### Required work
From the entries that follow, copy each line containing the word "dark".
*** Opening of Data extracts ***
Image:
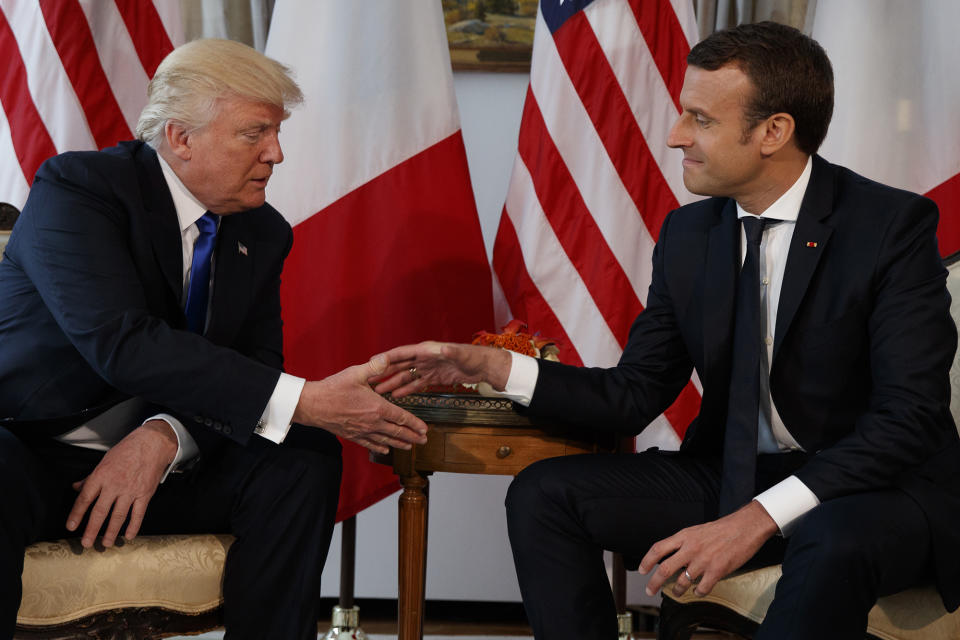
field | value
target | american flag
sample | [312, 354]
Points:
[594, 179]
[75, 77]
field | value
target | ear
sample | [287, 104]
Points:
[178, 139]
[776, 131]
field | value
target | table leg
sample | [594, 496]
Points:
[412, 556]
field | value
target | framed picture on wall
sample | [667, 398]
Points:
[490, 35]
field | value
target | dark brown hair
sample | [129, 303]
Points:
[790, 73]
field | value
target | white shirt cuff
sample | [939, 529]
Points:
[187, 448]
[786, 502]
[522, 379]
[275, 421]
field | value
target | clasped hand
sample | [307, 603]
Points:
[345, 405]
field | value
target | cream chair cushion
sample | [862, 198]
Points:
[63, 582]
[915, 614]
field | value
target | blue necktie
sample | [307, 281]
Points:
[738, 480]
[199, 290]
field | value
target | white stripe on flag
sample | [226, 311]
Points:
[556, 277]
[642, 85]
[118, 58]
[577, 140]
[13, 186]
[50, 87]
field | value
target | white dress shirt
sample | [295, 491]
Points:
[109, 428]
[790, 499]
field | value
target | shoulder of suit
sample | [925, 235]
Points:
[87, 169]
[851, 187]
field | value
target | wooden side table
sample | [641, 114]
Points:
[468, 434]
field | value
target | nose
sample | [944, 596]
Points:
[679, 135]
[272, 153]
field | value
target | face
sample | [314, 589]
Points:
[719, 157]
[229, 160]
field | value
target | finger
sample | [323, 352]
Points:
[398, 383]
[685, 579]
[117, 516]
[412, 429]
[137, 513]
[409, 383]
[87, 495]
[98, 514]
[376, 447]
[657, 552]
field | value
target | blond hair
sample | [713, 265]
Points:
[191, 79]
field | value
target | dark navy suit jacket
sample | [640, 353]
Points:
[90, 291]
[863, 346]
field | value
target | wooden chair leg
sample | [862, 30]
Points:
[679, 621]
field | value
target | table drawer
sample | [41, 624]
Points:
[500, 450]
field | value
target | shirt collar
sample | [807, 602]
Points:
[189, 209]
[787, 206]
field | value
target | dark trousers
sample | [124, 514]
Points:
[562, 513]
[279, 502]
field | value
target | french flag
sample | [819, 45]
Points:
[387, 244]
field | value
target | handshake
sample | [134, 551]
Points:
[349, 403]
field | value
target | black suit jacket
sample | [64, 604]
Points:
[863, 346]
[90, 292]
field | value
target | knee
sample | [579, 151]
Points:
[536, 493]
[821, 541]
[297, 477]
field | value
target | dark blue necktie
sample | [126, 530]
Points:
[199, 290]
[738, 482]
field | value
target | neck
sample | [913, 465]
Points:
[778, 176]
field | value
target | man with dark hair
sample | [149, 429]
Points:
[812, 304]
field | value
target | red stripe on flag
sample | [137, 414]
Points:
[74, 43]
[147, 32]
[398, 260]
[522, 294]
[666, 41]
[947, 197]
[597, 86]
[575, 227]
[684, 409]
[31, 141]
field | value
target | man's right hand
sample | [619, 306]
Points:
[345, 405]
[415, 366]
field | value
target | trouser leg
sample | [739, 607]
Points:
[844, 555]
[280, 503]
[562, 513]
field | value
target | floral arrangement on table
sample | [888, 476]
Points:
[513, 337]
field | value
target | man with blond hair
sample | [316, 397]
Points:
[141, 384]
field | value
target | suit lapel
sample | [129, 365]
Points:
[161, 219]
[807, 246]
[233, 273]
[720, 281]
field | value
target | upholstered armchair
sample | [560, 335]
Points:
*** Close of Data extracts ***
### Answer
target | dark brown hair
target | dark navy suit jacket
target | dark trousers
target | dark blue necktie
target | man with dark hair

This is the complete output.